Exercise details:
Copy every line of the records below verbatim, omitting the pictures.

Material for this exercise:
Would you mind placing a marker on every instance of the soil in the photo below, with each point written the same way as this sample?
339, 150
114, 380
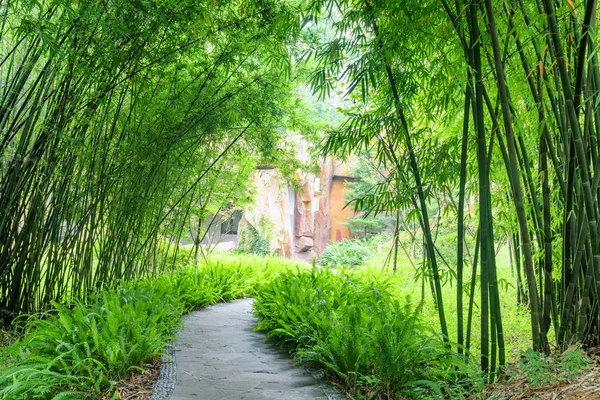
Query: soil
583, 387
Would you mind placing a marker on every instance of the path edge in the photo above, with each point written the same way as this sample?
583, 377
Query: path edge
167, 377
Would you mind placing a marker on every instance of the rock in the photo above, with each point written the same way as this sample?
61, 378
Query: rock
303, 244
304, 219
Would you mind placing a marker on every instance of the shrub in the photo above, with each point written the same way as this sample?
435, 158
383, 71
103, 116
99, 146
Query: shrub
349, 323
354, 252
79, 351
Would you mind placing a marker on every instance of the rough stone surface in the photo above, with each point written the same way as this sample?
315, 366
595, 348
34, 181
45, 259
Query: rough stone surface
305, 192
218, 356
304, 219
303, 244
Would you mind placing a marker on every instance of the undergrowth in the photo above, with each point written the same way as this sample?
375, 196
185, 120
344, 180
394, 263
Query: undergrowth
355, 252
375, 345
80, 351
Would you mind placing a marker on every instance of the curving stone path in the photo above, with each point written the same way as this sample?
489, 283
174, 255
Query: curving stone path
217, 356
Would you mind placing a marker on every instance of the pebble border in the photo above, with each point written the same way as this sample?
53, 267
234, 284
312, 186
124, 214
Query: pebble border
318, 375
168, 375
167, 378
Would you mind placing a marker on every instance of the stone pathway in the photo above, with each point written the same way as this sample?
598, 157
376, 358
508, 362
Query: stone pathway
218, 356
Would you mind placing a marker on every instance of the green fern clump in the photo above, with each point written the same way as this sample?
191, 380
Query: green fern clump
84, 348
80, 351
349, 322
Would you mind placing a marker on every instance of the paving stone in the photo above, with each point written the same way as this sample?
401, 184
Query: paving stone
218, 356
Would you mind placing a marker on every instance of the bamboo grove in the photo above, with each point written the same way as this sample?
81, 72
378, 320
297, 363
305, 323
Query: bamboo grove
492, 100
119, 118
115, 117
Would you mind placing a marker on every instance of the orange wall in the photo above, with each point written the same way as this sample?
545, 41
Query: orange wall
337, 212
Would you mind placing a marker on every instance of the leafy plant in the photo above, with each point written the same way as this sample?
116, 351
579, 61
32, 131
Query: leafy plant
349, 322
354, 252
80, 350
540, 369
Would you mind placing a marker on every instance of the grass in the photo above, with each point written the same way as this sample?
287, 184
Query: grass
80, 351
374, 344
515, 317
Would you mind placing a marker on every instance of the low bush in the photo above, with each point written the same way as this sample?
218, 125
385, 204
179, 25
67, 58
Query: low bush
79, 351
354, 252
371, 342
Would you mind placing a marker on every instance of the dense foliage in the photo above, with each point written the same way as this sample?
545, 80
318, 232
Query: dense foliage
350, 323
485, 102
79, 351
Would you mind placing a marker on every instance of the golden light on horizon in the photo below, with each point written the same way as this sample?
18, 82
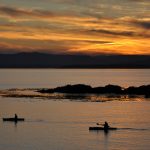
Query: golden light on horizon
76, 30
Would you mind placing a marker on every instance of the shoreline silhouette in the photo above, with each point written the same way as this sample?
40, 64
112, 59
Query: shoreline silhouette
108, 89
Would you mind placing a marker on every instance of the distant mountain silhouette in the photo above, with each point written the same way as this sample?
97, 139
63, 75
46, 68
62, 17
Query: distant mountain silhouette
108, 89
42, 60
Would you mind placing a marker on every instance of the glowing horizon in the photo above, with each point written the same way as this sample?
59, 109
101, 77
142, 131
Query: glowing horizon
75, 26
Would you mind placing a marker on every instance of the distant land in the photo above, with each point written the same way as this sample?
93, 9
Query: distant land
45, 60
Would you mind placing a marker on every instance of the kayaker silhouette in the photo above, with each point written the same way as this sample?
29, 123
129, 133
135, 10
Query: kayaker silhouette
16, 117
106, 126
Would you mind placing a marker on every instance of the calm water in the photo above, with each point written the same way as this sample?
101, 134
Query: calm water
63, 125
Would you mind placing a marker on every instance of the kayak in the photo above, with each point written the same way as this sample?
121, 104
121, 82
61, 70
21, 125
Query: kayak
13, 119
102, 128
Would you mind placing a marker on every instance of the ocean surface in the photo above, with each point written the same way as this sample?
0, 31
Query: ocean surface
63, 124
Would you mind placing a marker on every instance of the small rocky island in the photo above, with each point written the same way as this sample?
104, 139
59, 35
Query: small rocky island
108, 89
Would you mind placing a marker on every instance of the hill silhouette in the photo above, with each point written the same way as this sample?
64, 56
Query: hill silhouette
43, 60
108, 89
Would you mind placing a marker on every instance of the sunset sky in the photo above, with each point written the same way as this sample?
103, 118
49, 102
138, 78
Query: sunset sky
75, 26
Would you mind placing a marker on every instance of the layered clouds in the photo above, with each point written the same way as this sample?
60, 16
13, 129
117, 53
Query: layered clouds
75, 26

Answer:
Would you mind placing a marker on every instance of the soil in the photo below, with each point written the same way as this sample?
339, 150
114, 380
Query: soil
583, 387
Would you mind placing a marker on every instance of the path edge in the photo above, with each point written the same way as this sample?
583, 377
Query: path edge
167, 377
Would you mind placing a marker on every instance of the rock in the photo above, with each point written the same way as this sample?
61, 378
Query: rock
303, 244
304, 219
Would you mind placing a marker on every instance of the shrub in the photo above, with each point written the same way as this sample?
435, 158
383, 71
103, 116
99, 146
Query: shrub
349, 323
354, 252
79, 351
Would you mind placing a marker on every instance of the rough stone surface in the photo above, with each point written the same way as this sample?
315, 366
595, 348
34, 181
45, 259
Query: rough stone surface
305, 192
218, 356
304, 219
303, 244
Would you mind placing a marker on every instance of the undergrowth in the photo above, with each point written the same way as this sample?
375, 196
185, 120
344, 180
394, 263
Query: undergrowth
355, 252
375, 345
80, 351
Would you mind placing a marker on every instance of the curving stone path in the photo above, with each point written the same way as this sample?
489, 283
174, 255
Query: curving stone path
217, 356
Would you mind placing a marker on every instance of the pebble border in the photo above, with each point written the same way as this sample?
53, 267
234, 284
312, 186
124, 214
Query: pebble border
318, 375
168, 375
167, 378
Would you mind placing a marker on every instance of the stone pathway in the photo above, with each point written the same way as this sample?
598, 157
376, 358
508, 362
Query: stone pathway
218, 356
Would you mind placing a marker on every instance of the green fern clump in the photo above, with each point written the same way as this sample?
191, 380
Query: green fern clump
84, 348
80, 351
349, 322
Would you mind placing a marker on every instance of the paving stone in the photo above, with each point written the same way as this sample?
401, 184
Query: paving stone
218, 356
Would you mind placing a marker on every instance of the bamboo grove in the photo above, with each point written the same way as this sample?
81, 72
378, 320
297, 363
305, 323
Query: bamboo grove
492, 100
119, 118
115, 117
Would you mind placing a marker on every instance of the orange wall in the photo above, with each point written the same way as this sample?
545, 41
Query: orange wall
337, 212
Would you mind placing a marker on every instance of the leafy plant in the photo above, with each point written the same way as this sample?
116, 351
579, 61
32, 131
Query: leafy plant
349, 322
354, 252
80, 350
540, 369
Would you mind placing a marker on every instance of the grass in the photo above, with each point written the same way as this sample?
287, 184
Query: grass
80, 351
374, 344
515, 317
Would you mind placing a marker on every instance of the low bush in the photo above, with each point written the same way as this sample?
218, 125
385, 204
179, 25
67, 58
Query: low bush
79, 351
354, 252
371, 342
Would you mind placing a marker on every instance of the dense foliage in the photo above, with each point written the same way as this sample?
545, 80
318, 232
Query: dense foliage
350, 323
485, 102
79, 351
Would you mind placing a marker on every instance of the golden light on horizon in the photo below, with each point written the same way as this sample?
18, 82
Query: golden light on horizon
76, 30
Would you mind placing a marker on every instance of the shoreline silhouette in the photo above, with each point written the same way as this sample?
40, 64
112, 59
Query: shoreline silhouette
108, 89
Would you mind placing a marker on every instance of the distant mountain silhouette in the photo above, with each point written the same way as this sample?
97, 139
63, 75
46, 68
62, 17
Query: distant mountain silhouette
108, 89
42, 60
Would you mind placing a marker on every instance of the glowing horizon in the photo above, with each point written the same way as this sample?
59, 109
101, 77
142, 131
Query: glowing horizon
75, 26
Would you mind placing a marker on every instance of the distant land in the photo above, with each point written the same way as this sample?
93, 9
Query: distant land
45, 60
Would you mind placing a marker on every instance of the kayaker silhouette in the photo above, with each point written the same way as this sample?
29, 123
129, 133
135, 10
Query: kayaker silhouette
16, 117
106, 126
Would you mind placing a marker on every instance of the calm water in the photo above, with each point written the same way as this sample?
101, 134
Query: calm water
63, 125
Would you mind placing a marker on every instance of the kayak in the photo above, with each point written the same way as this sample?
121, 104
121, 82
61, 70
21, 125
Query: kayak
13, 119
102, 128
Would you mind placing a marker on every instance of the ocean surface in the photo above, with each point written the same way as this sample?
0, 31
Query: ocean surface
63, 124
Would you mind placing a marker on every instance of the small rocky island in the photo above, with each point written the same way as this sample?
104, 139
59, 35
Query: small rocky island
108, 89
Would you mind placing a marker on every instance of the hill silhouette in the photo above, with each point written the same way as this sample?
64, 56
Query: hill silhouette
43, 60
108, 89
Would you mind placing a marker on every instance of the sunset sky in the photo above, with each point written the same way as this sample?
103, 118
49, 102
138, 78
Query: sunset sky
75, 26
Would you mind placing a marker on every instance of the layered clouds in the photo above, with each point written the same way as this sample?
60, 16
13, 129
117, 53
Query: layered clouds
75, 26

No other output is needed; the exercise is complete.